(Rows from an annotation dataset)
_ _ _ _ _ _ _
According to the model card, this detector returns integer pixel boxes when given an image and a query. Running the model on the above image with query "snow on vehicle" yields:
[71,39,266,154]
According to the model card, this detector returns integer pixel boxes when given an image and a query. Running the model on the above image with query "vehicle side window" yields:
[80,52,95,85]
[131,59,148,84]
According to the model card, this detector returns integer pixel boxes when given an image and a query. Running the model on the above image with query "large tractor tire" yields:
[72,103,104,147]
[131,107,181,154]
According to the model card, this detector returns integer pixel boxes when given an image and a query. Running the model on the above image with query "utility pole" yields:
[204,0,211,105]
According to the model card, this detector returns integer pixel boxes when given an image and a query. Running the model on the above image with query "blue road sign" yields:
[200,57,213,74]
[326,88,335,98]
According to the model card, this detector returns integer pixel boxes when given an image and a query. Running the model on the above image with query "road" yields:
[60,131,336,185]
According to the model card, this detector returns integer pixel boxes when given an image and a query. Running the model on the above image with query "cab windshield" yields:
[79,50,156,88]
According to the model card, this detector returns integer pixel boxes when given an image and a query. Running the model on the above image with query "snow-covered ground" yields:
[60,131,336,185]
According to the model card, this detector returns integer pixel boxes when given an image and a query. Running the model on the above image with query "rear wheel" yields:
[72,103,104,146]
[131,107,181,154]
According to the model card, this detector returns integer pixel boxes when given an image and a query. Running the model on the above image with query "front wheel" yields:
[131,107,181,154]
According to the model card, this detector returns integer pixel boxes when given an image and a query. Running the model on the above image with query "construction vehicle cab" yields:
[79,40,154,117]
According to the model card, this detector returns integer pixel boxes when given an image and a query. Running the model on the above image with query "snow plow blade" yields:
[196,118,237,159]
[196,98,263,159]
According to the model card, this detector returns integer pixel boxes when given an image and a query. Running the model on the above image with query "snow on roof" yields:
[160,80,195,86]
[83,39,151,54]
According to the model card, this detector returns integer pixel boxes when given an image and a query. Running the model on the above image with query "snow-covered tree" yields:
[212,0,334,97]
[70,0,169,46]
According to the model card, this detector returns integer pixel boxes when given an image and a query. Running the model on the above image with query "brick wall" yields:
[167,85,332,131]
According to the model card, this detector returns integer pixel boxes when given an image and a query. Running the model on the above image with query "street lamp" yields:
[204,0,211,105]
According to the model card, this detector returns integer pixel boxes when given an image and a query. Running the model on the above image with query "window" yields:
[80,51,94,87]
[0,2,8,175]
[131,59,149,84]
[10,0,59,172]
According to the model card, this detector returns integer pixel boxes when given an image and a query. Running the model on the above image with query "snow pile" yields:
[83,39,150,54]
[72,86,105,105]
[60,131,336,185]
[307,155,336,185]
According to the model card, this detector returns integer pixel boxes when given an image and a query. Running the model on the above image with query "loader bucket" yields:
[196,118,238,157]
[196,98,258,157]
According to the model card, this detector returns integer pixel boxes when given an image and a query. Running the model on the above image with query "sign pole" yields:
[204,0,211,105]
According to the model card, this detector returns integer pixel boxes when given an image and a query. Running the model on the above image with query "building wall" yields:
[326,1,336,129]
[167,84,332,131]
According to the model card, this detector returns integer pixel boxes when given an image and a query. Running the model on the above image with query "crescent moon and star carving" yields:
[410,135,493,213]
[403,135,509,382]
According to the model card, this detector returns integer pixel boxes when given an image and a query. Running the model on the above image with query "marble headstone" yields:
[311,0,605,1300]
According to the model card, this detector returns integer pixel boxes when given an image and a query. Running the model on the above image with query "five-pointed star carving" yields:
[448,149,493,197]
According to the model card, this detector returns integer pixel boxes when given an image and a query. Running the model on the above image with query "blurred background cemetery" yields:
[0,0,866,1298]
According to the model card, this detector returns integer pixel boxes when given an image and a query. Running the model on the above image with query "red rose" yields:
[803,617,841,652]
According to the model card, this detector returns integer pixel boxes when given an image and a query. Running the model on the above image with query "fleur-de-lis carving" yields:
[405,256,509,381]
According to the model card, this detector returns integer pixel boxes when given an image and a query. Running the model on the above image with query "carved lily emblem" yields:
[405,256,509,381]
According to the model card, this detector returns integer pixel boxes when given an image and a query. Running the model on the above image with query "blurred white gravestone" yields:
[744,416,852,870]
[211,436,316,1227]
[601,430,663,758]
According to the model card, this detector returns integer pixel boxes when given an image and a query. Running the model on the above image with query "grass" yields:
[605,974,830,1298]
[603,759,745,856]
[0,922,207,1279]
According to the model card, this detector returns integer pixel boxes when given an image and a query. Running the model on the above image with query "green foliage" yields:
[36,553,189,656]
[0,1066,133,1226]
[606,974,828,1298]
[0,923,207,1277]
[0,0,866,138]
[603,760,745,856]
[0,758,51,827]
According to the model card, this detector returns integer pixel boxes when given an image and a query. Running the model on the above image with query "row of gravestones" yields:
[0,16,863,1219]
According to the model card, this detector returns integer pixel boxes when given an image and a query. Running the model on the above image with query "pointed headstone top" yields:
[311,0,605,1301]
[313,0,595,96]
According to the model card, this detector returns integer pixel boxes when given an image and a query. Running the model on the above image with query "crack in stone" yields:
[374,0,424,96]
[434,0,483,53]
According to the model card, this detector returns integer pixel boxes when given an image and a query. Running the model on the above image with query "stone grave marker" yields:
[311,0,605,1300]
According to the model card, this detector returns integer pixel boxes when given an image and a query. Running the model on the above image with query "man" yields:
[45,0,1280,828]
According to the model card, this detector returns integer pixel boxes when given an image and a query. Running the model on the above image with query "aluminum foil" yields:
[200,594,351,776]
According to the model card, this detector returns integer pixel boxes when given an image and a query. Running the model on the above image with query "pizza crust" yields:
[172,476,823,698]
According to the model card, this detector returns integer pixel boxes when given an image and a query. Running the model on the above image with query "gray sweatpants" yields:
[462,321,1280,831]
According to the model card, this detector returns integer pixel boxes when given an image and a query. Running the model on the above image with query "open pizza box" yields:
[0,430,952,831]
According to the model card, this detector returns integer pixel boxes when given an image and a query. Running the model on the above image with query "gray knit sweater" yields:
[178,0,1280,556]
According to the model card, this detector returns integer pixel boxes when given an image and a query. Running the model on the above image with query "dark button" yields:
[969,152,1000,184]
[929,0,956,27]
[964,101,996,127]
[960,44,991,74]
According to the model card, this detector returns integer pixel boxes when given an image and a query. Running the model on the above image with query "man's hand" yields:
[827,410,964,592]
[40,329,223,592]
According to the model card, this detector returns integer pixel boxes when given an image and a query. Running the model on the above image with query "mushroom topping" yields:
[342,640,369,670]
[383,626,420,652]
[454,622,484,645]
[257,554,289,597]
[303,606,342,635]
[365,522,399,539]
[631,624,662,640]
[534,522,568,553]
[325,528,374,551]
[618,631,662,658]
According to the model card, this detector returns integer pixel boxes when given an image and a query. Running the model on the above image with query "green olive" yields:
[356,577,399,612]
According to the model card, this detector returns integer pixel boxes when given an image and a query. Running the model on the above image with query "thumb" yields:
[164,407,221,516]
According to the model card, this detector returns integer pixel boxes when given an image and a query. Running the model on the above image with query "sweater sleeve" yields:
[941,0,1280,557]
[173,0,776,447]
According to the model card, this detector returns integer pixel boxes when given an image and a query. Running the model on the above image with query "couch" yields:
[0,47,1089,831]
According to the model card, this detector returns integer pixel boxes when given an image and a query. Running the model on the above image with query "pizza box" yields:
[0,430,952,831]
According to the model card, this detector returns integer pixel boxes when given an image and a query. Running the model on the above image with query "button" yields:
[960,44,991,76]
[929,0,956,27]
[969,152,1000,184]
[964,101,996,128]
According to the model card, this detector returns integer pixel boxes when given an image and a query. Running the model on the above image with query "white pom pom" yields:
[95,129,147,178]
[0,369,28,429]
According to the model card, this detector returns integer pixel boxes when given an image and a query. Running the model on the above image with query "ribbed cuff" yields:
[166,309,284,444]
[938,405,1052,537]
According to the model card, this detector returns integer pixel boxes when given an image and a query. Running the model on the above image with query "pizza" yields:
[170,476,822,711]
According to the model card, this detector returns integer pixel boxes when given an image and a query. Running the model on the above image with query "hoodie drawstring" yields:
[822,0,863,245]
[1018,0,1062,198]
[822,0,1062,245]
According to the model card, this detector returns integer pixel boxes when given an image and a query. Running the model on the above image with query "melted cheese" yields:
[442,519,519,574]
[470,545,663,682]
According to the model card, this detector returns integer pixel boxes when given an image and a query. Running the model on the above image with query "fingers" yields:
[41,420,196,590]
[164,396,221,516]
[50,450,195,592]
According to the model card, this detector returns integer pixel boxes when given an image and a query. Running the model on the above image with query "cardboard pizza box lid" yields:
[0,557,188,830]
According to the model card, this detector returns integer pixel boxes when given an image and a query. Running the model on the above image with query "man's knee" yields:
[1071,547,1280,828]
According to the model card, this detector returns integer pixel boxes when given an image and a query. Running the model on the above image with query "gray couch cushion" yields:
_ _ _ _ _ _ _
- [OBJECTIVE]:
Give the lines from the start of the rows through the line containing "[71,39,266,154]" as a JSON list of strings, with one string per line and blank lines left out.

- [TASK SOLUTION]:
[
  "According to the model card, this detector returns integer pixel boxes when given an image and a query. Running the model on the above image with query \"snow on vehicle\" yields:",
  "[71,39,266,154]"
]